[Written task 1]: Copy the forum thread below word for word, from "Can you imagine" to "building morale boost.)".
* START Source excerpt *
Can you imagine if I had to go to a client and ask him to take a picture of
him, going to "photo booth-mode"?[^1] Or a potential client, met somewhere?

[^1]: The video says the go automatically to "photo booth-mode" so I wouldn't
have to ask, but still…

------
zpc
Can someone do a Captain Planet like feature.

All users hold their phones in one hand. Put their phone-holding hand in the
middle. And then, all together, raise their hands at the same time. (Think
awesome team building morale boost.)

You would get:

1\. The history of which elements were around you during such Captain Planet
amazingness.

2\. The contact information for whoever possesses: Earth, Fire, Wind, Water,
and everyone's favorite... Heart.

3\. The location where Captain Planet should find you.

4\. A clear reminder you grew up in the 90s.

------
jenius
First of all, this is silly and far more awkward than just exchanging business
cards. I feel like they entirely forgot about business cards while developing
this. Why would anyone want to enter in all their contact info over and over
when they could just have their face and info printed on like 500 cards and
hand you one of them?
* END Source excerpt *
[Written task 2]: How many lines in the entries below contain the word "jersey"? Reply with the number only.
* START Extracted data *
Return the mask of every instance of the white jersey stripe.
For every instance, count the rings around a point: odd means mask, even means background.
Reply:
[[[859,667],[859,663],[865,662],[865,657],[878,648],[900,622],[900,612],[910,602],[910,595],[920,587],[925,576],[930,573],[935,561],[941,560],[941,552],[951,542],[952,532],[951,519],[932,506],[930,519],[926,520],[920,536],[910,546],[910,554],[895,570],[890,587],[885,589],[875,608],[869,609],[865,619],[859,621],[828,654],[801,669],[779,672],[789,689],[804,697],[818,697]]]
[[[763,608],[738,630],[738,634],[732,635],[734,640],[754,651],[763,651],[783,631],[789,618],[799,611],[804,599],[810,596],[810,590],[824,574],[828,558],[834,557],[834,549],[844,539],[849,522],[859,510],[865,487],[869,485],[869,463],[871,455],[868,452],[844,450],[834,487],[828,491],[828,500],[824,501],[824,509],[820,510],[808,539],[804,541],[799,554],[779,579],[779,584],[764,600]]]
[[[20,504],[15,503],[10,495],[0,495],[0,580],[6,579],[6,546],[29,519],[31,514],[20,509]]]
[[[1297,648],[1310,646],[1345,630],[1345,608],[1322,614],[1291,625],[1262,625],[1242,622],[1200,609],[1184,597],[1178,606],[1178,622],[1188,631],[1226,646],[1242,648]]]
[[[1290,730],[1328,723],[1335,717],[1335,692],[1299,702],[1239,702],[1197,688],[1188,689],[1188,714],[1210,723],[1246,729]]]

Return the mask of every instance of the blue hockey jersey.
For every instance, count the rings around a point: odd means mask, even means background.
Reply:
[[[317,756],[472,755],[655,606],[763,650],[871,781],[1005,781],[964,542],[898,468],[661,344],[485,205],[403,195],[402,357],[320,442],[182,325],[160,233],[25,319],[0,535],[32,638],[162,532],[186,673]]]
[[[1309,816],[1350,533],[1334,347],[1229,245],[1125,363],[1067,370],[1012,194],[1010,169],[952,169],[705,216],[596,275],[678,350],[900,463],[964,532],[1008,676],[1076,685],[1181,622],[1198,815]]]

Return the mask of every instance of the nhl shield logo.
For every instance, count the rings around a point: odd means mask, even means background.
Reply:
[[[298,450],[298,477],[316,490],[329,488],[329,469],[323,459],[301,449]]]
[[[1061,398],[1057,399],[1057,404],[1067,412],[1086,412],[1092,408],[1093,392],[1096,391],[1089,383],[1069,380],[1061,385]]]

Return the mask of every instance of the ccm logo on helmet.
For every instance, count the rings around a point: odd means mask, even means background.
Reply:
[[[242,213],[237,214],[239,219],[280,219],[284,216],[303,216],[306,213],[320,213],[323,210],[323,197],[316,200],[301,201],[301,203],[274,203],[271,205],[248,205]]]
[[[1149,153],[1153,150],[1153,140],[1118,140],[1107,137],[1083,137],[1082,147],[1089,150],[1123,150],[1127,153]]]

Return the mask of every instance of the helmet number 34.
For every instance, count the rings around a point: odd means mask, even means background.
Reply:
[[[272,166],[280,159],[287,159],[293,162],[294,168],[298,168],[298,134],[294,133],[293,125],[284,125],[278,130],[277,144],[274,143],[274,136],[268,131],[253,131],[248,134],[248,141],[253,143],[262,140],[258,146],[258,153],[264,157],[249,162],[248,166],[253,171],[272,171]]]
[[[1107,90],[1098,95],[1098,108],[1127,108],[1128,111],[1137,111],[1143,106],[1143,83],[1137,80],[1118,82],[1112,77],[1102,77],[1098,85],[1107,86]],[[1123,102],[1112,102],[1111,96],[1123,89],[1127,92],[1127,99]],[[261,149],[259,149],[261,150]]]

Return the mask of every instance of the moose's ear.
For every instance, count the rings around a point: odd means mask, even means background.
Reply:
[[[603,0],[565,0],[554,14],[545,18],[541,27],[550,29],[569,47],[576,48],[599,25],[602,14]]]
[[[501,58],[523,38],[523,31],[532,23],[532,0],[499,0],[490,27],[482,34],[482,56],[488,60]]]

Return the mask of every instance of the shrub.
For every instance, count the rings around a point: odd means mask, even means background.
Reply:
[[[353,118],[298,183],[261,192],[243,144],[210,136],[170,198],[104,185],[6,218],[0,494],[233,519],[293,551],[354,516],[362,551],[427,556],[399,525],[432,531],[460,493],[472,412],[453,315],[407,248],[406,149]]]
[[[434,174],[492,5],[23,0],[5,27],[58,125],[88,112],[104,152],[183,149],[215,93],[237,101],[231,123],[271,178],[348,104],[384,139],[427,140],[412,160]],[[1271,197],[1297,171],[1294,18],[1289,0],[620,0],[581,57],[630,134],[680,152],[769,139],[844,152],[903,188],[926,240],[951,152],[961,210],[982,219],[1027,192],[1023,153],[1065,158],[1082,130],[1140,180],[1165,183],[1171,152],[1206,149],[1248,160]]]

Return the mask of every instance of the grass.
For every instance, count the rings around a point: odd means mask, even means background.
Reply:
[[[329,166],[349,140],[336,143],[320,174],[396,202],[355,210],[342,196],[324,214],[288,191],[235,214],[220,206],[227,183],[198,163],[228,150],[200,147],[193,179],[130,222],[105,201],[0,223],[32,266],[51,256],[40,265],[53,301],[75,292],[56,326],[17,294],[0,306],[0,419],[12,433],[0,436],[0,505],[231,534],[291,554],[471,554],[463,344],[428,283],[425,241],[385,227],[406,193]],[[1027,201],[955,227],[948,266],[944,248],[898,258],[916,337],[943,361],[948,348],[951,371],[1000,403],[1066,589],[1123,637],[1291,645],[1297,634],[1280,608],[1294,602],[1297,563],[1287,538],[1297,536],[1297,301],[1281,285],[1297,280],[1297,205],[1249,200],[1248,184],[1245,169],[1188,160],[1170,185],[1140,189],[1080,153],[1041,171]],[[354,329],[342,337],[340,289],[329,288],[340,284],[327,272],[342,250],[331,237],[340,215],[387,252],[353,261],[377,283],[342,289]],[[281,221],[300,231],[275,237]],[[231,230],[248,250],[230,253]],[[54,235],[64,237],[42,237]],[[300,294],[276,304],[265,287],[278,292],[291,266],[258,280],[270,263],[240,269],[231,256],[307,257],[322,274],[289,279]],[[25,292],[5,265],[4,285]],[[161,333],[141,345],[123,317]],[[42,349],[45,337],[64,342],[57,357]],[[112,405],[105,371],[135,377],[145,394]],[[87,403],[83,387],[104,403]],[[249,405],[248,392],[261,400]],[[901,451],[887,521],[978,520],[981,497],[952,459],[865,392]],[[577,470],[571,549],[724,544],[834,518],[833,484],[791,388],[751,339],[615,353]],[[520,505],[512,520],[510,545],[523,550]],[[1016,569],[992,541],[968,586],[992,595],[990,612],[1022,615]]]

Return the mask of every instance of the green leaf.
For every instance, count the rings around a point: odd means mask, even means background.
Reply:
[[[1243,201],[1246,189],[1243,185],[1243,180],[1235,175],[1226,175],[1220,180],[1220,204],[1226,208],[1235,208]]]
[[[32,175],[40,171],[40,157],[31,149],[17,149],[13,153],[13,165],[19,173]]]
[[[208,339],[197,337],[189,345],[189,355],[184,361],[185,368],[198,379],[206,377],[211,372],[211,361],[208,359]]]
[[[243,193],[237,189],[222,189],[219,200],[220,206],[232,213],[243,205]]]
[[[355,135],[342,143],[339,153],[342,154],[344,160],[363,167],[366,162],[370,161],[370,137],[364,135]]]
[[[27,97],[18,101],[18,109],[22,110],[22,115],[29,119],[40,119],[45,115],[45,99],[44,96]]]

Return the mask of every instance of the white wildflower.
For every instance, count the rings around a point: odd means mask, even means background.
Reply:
* END Extracted data *
[Final result 1]:
Can you imagine if I had to go to a client and ask him to take a picture of
him, going to "photo booth-mode"?[^1] Or a potential client, met somewhere?

[^1]: The video says the go automatically to "photo booth-mode" so I wouldn't
have to ask, but still…

------
zpc
Can someone do a Captain Planet like feature.

All users hold their phones in one hand. Put their phone-holding hand in the
middle. And then, all together, raise their hands at the same time. (Think
awesome team building morale boost.)

[Final result 2]: 2